= WHAT YOU ARE ASKED TO DO =
In the material below, repeat only the lines from the one that holds "Where can the black tire" through the final line, exactly as they stand.

----- GIVEN DATA -----

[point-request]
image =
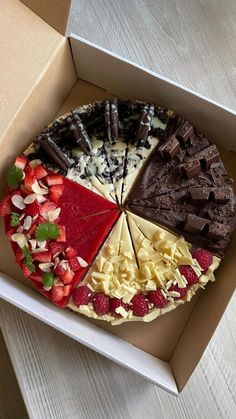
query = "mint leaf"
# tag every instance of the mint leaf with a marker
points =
(14, 176)
(47, 231)
(28, 259)
(14, 219)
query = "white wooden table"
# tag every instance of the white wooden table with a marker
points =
(192, 42)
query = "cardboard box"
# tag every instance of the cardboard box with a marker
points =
(44, 78)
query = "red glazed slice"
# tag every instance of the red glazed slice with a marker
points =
(78, 201)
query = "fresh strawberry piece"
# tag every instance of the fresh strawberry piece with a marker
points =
(81, 296)
(203, 257)
(25, 270)
(55, 192)
(182, 291)
(10, 232)
(21, 162)
(74, 263)
(32, 229)
(19, 255)
(157, 299)
(29, 180)
(46, 207)
(40, 172)
(32, 209)
(5, 206)
(67, 277)
(54, 180)
(42, 256)
(101, 303)
(139, 305)
(57, 247)
(62, 237)
(189, 274)
(116, 303)
(70, 252)
(57, 293)
(67, 290)
(36, 277)
(59, 270)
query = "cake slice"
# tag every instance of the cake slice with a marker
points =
(56, 227)
(170, 268)
(112, 280)
(186, 188)
(74, 145)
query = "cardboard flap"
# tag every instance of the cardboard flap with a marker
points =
(28, 47)
(54, 12)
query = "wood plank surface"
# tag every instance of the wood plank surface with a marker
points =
(192, 42)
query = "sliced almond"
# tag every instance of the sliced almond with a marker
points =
(45, 267)
(20, 239)
(82, 262)
(54, 214)
(18, 201)
(29, 199)
(27, 222)
(34, 163)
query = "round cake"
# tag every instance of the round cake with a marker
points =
(119, 210)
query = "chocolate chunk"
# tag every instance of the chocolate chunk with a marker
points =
(195, 224)
(218, 231)
(145, 123)
(54, 152)
(207, 156)
(79, 132)
(184, 132)
(191, 169)
(199, 194)
(170, 148)
(111, 119)
(222, 194)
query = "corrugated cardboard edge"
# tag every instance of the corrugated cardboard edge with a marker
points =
(90, 335)
(54, 12)
(205, 317)
(41, 104)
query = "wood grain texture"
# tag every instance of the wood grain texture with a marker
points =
(193, 43)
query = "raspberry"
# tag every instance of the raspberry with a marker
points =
(81, 295)
(157, 298)
(189, 274)
(181, 291)
(115, 303)
(203, 257)
(139, 305)
(101, 303)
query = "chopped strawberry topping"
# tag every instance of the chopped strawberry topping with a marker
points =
(74, 263)
(54, 180)
(5, 206)
(57, 247)
(32, 209)
(43, 257)
(21, 162)
(39, 172)
(55, 193)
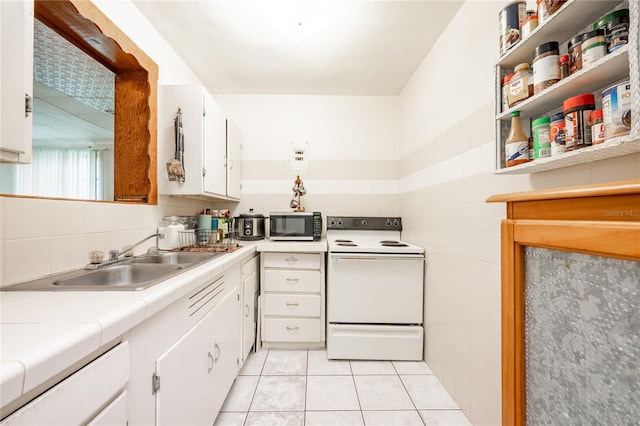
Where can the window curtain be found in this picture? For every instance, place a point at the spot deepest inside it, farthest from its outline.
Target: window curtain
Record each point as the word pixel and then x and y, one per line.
pixel 63 172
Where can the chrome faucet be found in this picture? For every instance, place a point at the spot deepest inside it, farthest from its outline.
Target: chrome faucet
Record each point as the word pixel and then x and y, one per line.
pixel 115 254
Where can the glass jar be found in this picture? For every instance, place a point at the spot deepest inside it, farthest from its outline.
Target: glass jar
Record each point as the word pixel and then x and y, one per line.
pixel 170 226
pixel 546 66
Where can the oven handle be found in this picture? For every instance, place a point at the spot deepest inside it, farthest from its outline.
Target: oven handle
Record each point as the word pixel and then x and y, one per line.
pixel 377 257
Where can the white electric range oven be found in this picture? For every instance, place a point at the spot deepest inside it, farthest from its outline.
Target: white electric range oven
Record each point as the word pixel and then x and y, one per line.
pixel 375 289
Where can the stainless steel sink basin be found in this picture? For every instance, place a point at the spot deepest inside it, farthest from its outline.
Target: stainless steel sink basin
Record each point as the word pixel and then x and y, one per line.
pixel 124 275
pixel 175 258
pixel 132 274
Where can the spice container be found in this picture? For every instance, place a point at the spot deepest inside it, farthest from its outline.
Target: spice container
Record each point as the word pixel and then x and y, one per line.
pixel 577 111
pixel 529 24
pixel 520 85
pixel 597 127
pixel 593 47
pixel 616 110
pixel 564 66
pixel 510 17
pixel 541 139
pixel 541 7
pixel 556 134
pixel 546 66
pixel 615 22
pixel 574 48
pixel 516 147
pixel 505 91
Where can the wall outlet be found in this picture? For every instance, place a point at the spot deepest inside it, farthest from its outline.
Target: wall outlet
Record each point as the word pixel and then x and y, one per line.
pixel 298 156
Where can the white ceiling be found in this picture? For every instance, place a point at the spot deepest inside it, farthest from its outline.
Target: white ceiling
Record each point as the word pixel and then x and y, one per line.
pixel 350 47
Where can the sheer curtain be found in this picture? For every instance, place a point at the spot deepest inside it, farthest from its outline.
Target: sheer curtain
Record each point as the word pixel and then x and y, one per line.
pixel 64 173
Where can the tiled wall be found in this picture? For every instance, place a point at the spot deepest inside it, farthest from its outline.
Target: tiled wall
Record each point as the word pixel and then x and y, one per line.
pixel 446 173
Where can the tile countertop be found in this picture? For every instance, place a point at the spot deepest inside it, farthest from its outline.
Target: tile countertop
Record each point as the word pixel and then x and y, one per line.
pixel 43 333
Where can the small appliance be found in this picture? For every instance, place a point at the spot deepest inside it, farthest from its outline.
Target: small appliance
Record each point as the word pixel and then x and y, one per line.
pixel 249 226
pixel 295 226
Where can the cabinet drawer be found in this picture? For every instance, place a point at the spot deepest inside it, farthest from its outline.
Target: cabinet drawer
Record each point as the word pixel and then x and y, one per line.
pixel 292 281
pixel 78 397
pixel 292 260
pixel 292 305
pixel 292 330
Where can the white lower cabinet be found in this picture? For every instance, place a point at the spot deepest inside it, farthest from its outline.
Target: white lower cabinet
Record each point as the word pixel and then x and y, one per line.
pixel 292 300
pixel 193 377
pixel 95 392
pixel 250 280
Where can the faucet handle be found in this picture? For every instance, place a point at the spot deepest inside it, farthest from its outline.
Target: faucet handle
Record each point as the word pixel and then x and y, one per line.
pixel 113 254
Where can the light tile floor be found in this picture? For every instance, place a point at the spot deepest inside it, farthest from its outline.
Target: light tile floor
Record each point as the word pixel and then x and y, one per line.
pixel 278 387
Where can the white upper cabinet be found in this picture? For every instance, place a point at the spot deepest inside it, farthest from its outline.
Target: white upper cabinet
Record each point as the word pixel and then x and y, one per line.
pixel 206 146
pixel 16 80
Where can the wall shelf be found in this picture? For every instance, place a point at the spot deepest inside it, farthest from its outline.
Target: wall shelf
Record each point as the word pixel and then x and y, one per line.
pixel 574 17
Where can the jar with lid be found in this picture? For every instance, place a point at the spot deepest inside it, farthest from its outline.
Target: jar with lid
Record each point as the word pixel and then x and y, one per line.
pixel 574 48
pixel 529 24
pixel 170 226
pixel 516 146
pixel 618 22
pixel 505 90
pixel 541 7
pixel 546 66
pixel 556 134
pixel 541 139
pixel 520 85
pixel 564 66
pixel 593 47
pixel 577 120
pixel 597 127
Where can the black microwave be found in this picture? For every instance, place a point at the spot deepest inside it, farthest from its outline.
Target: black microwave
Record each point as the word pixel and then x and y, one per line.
pixel 295 226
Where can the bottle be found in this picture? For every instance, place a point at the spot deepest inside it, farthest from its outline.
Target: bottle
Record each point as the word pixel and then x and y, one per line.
pixel 516 147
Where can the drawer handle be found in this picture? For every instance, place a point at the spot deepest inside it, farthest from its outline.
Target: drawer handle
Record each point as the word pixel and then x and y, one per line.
pixel 211 362
pixel 217 353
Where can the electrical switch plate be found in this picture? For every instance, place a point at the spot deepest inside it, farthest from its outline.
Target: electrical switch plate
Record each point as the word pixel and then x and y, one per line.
pixel 298 156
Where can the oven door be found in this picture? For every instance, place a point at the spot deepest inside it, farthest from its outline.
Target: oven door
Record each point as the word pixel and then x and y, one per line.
pixel 375 288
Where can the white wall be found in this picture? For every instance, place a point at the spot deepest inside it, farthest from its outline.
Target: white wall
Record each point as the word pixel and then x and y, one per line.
pixel 447 157
pixel 352 146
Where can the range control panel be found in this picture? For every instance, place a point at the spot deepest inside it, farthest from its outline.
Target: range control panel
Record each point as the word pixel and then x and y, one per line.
pixel 365 223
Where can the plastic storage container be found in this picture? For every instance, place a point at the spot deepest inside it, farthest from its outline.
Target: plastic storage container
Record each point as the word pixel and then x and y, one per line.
pixel 577 120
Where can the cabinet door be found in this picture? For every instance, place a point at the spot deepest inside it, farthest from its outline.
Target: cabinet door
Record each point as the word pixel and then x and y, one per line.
pixel 250 287
pixel 214 147
pixel 234 160
pixel 16 80
pixel 226 348
pixel 186 382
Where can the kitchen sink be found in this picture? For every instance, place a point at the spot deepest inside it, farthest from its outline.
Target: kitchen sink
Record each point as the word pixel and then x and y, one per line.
pixel 175 258
pixel 128 274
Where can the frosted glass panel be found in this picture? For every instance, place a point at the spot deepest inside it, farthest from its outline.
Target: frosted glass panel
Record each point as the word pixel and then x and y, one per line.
pixel 582 339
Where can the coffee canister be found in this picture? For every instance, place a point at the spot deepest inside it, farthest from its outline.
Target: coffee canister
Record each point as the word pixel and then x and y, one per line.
pixel 616 110
pixel 577 112
pixel 510 19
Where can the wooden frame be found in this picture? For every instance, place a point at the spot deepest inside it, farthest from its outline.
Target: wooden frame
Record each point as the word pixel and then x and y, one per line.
pixel 136 93
pixel 600 220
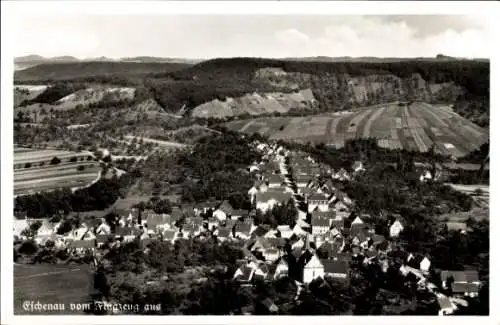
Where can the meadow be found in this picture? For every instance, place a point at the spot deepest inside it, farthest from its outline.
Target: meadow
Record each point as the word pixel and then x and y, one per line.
pixel 414 127
pixel 33 171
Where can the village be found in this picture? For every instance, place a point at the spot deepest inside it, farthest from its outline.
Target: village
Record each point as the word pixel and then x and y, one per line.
pixel 325 239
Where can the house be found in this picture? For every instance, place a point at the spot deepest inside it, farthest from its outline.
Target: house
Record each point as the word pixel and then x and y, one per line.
pixel 285 231
pixel 244 274
pixel 19 226
pixel 242 230
pixel 275 180
pixel 320 224
pixel 446 306
pixel 336 268
pixel 313 269
pixel 317 200
pixel 303 180
pixel 103 228
pixel 45 231
pixel 396 227
pixel 170 235
pixel 267 200
pixel 101 240
pixel 205 207
pixel 419 261
pixel 281 269
pixel 240 214
pixel 81 246
pixel 271 254
pixel 128 234
pixel 457 226
pixel 464 283
pixel 357 166
pixel 270 306
pixel 342 175
pixel 212 223
pixel 223 234
pixel 156 222
pixel 223 211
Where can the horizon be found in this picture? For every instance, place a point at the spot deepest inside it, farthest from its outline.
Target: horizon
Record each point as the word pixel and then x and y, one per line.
pixel 85 36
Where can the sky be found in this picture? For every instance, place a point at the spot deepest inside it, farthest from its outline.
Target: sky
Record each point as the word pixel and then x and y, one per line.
pixel 210 36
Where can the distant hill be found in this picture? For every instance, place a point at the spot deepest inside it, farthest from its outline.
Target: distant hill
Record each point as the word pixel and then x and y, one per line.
pixel 47 72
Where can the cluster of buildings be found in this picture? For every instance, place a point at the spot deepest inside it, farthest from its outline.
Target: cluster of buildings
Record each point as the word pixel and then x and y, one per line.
pixel 326 238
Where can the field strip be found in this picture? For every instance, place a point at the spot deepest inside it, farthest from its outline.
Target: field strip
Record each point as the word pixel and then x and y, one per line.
pixel 356 120
pixel 247 125
pixel 333 126
pixel 54 168
pixel 54 179
pixel 45 274
pixel 373 117
pixel 34 176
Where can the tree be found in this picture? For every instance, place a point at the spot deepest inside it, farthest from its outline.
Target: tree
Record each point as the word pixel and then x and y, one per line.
pixel 55 161
pixel 28 247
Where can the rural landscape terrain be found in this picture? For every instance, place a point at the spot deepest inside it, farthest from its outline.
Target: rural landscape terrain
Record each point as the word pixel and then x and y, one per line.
pixel 251 186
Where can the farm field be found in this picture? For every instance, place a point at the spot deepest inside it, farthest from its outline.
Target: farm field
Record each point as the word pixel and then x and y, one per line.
pixel 51 284
pixel 414 127
pixel 42 176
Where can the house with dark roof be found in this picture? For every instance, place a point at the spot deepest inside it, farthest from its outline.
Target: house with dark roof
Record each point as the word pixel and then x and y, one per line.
pixel 336 268
pixel 303 180
pixel 317 200
pixel 224 211
pixel 267 200
pixel 458 226
pixel 242 230
pixel 223 234
pixel 464 283
pixel 244 274
pixel 396 227
pixel 320 224
pixel 275 180
pixel 240 214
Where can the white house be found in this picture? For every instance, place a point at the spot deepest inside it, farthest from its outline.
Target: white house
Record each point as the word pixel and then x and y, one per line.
pixel 313 269
pixel 223 211
pixel 396 228
pixel 267 200
pixel 317 200
pixel 281 269
pixel 285 231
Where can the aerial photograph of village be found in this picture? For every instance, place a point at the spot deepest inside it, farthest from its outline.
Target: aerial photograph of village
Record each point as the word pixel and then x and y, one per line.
pixel 251 165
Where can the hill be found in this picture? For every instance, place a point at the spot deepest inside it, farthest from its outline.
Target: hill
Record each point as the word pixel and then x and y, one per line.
pixel 48 72
pixel 414 127
pixel 335 85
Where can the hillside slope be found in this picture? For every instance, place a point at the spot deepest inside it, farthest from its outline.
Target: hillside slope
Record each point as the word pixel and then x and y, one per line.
pixel 414 127
pixel 335 85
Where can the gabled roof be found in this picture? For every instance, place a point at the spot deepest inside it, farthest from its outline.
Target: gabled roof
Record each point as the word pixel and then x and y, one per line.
pixel 460 276
pixel 226 207
pixel 335 266
pixel 317 197
pixel 154 219
pixel 124 231
pixel 320 222
pixel 278 196
pixel 169 234
pixel 223 232
pixel 240 213
pixel 242 227
pixel 82 244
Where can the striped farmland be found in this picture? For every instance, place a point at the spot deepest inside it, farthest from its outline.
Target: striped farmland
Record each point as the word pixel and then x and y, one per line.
pixel 415 127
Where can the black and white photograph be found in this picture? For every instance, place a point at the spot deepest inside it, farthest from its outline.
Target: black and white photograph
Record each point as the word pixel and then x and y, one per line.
pixel 291 164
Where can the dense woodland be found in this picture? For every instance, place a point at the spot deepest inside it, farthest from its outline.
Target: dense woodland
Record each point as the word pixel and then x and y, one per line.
pixel 178 86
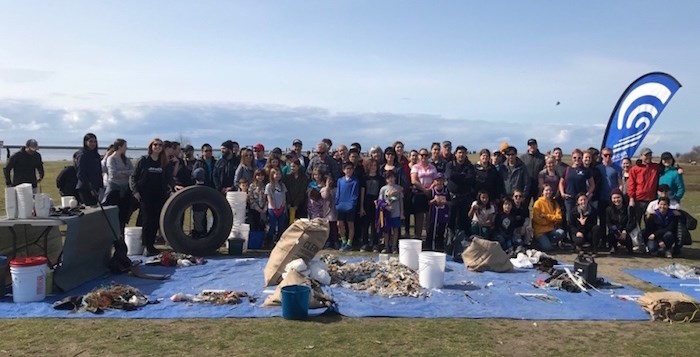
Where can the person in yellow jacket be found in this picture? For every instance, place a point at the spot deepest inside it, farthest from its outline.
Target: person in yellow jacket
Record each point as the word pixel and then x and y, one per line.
pixel 547 220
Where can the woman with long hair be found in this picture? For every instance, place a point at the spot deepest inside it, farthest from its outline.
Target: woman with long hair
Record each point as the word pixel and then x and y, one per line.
pixel 89 171
pixel 151 185
pixel 118 193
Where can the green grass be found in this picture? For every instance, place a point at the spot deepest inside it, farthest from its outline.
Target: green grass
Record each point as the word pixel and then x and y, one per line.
pixel 342 336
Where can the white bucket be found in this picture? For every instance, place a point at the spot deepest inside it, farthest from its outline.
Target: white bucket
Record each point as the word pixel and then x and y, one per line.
pixel 25 200
pixel 42 205
pixel 132 238
pixel 28 279
pixel 408 252
pixel 431 271
pixel 11 202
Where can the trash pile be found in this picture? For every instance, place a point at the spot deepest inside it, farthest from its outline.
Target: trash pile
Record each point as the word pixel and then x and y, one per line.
pixel 172 259
pixel 680 271
pixel 115 296
pixel 387 279
pixel 217 297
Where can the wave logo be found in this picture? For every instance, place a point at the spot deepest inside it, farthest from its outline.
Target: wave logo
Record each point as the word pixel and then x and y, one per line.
pixel 636 111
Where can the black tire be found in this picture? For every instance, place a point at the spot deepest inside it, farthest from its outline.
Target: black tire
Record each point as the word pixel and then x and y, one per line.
pixel 174 210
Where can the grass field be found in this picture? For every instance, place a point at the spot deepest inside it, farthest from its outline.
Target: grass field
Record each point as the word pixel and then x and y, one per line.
pixel 337 335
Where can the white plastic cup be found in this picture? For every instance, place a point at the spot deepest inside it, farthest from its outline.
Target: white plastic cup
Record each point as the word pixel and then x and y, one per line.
pixel 431 270
pixel 408 252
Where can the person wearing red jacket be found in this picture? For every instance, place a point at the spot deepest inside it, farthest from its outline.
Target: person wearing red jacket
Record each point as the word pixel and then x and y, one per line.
pixel 641 185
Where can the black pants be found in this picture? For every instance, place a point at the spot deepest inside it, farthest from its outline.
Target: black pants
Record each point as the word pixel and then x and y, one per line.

-----

= EXPECTED ANSWER =
Where can the black tire be found in this picture? For every instance, place a point at the spot deepest inside it, farthest from its outline.
Target: black tire
Record each point as the word pixel and then x and y, one per line.
pixel 174 210
Where can the grass field be found in this picture? For every instance, place a point at the spot deepest inside it, farthest from its outline.
Target: grass field
Record each point as the word pixel and then x and y, one per line.
pixel 337 335
Where can the white plastic cup be found in this picture? For every instance, place a point at the spot deepest inside it, farthest from its outline.
Target: white plastic cup
Record each point as the word pixel and then x and y, one per line.
pixel 431 270
pixel 408 252
Where can the person wearing red jacket be found in this picture? For every instance, place a point at the spot deepest inside it, farthest from its outline.
Target: person wearing red jacket
Record each point as the word pixel and then x and y, one per line.
pixel 641 185
Where can the black pants be found in this picture? For every instance, place a point at the spot deepest inside it, farthest from its outline.
Target: black pants
Record each point as the word pixel and then x and y, one per line.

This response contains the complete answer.